4. access_token Salin nilai dari respons JSON. Tambahkan rahasia GitHub bernama SP_TOKEN ke Tindakan di repositori Anda dan gunakan token akses Databricks sebagai nilai rahasia. Lihat Rahasia terenkripsi.
DATABRICKS_TOKEN Variabel lingkungan autentikasi terpadu diatur dalam tindakan ke SP_TOKEN yang Anda konfigurasikan.

Membuat Tindakan

Sekarang tambahkan file .github/workflows/pipeline_update.yml ke repositori Anda dengan YAML berikut:

# This workflow validates, deploys, and runs the specified bundle
# within a pre-production target named "dev".
name: 'Dev deployment'

# Ensure that only a single job or workflow using the same concurrency group
# runs at a time.
concurrency: 1

# Trigger this workflow whenever a pull request is opened against the repo's
# main branch or an existing pull request's head branch is updated.
on:
  pull_request:
    types:
      - opened
      - synchronize
    branches:
      - main

jobs:
  # Used by the "pipeline_update" job to deploy the bundle.
  # Bundle validation is automatically performed as part of this deployment.
  # If validation fails, this workflow fails.
  deploy:
    name: 'Deploy bundle'
    runs-on: ubuntu-latest

    steps:
      # Check out this repo, so that this workflow can access it.
      - uses: actions/checkout@v3

      # Download the Databricks CLI.
      # See https://github.com/databricks/setup-cli
      - uses: databricks/setup-cli@main

      # Deploy the bundle to the "dev" target as defined
      # in the bundle's settings file.
      - run: databricks bundle deploy
        working-directory: .
        env:
          DATABRICKS_TOKEN: ${{ secrets.SP_TOKEN }}
          DATABRICKS_BUNDLE_ENV: dev

  # Validate, deploy, and then run the bundle.
  pipeline_update:
    name: 'Run pipeline update'
    runs-on: ubuntu-latest

    # Run the "deploy" job first.

────────────────────

_TUGAS YANG DIMINTA_
1) Menurut teks tentang alur kerja Databricks di GitHub, file YAML harus ditambahkan ke repositori dengan jalur apa?
2) Sebutkan semua nilai yang diberikan pada kunci `name` di dalam YAML pada teks tentang alur kerja Databricks di GitHub.

_BAHAN SUMBER_
────────────────────

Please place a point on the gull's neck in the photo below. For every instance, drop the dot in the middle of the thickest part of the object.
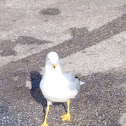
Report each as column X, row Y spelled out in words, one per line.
column 50, row 70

────────────────────

_HASIL AKHIR_
1) .github/workflows/pipeline_update.yml

2)
- Dev deployment
- Deploy bundle
- Run pipeline update